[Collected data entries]
================
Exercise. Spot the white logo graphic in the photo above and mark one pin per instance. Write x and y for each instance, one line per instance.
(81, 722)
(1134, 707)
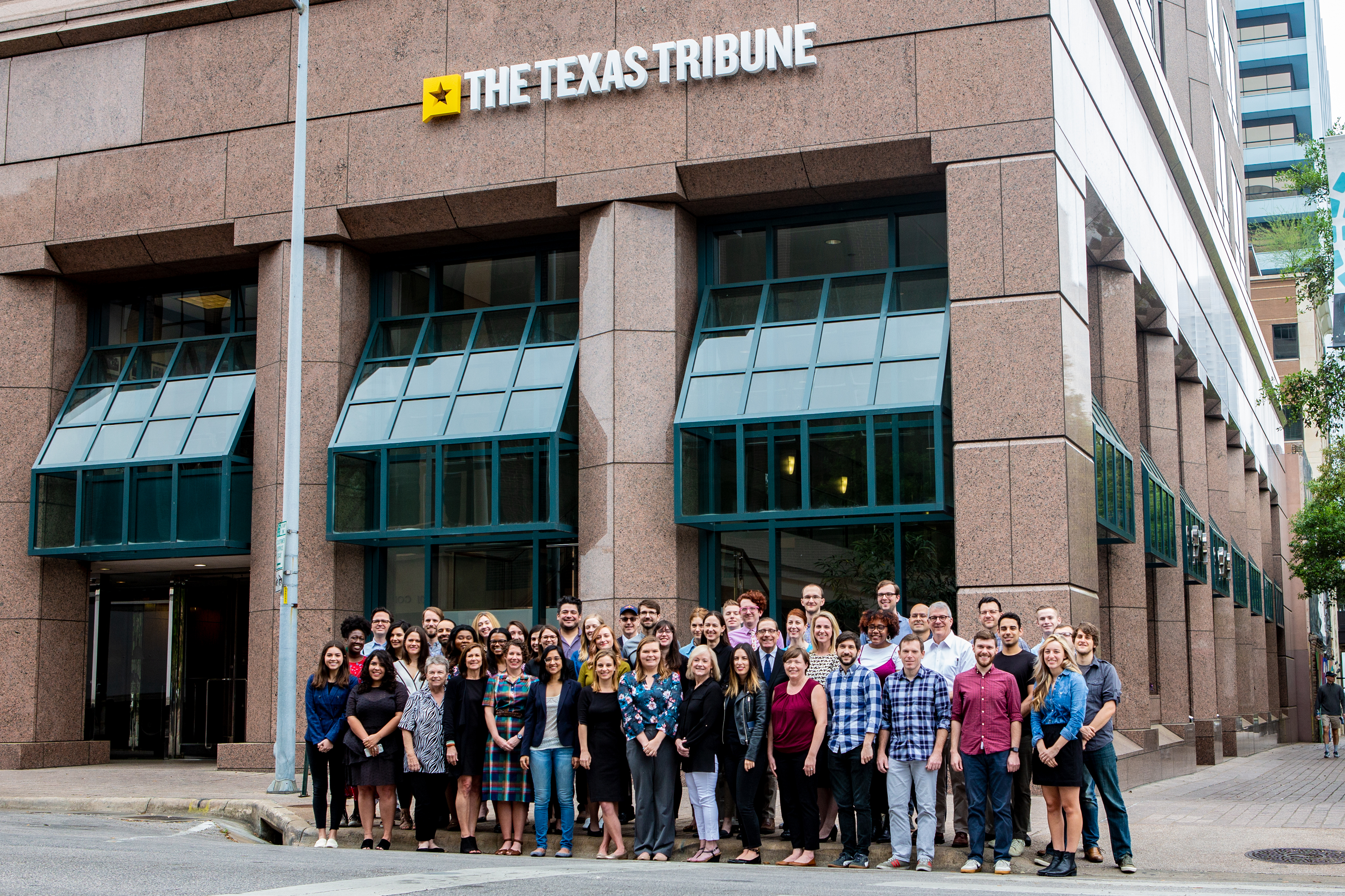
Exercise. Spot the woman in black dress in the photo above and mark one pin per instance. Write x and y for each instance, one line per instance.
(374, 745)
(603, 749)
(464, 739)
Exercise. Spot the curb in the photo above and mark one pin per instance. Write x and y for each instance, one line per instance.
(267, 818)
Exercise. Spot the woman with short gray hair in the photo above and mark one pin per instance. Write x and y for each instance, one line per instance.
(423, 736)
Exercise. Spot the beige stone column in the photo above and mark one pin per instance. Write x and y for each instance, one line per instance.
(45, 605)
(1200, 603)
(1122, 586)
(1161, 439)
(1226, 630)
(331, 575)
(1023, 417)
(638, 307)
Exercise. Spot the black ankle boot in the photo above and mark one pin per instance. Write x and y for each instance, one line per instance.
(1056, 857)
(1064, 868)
================
◆ Instructions to follow: Copy each line of the records precisely and drop any images they hold.

◆ Solution:
Exercise. Spot the white logo graphic in the photo above and mark one pin per instance. Write x and y for each instance, one line per instance.
(81, 722)
(1134, 707)
Exercise. Spot the woman in black dress in the photo above and mark one pin per instance. Write x and y for each instance, one line per instance.
(374, 745)
(603, 749)
(464, 739)
Exercise. Spot the curb in the photo above and mark one pin per instance. Write x and y for each instance, one line per instance.
(267, 818)
Exercise. Spot the woman with short gray hair in the photo above and mark one pin per instance. Write x and y for each instance, one line per instance.
(423, 736)
Exercise. Spot the beige stone column in the photo above and mark one pin per instance. Write x and y for each instance, one line per instance.
(45, 605)
(1200, 603)
(1122, 586)
(1161, 439)
(1226, 630)
(331, 575)
(1023, 417)
(638, 307)
Exercise. Spot the black ankle boot in the photo above and mark one pin per instance. Write x and y for each instance, one line per instance.
(1056, 857)
(1064, 868)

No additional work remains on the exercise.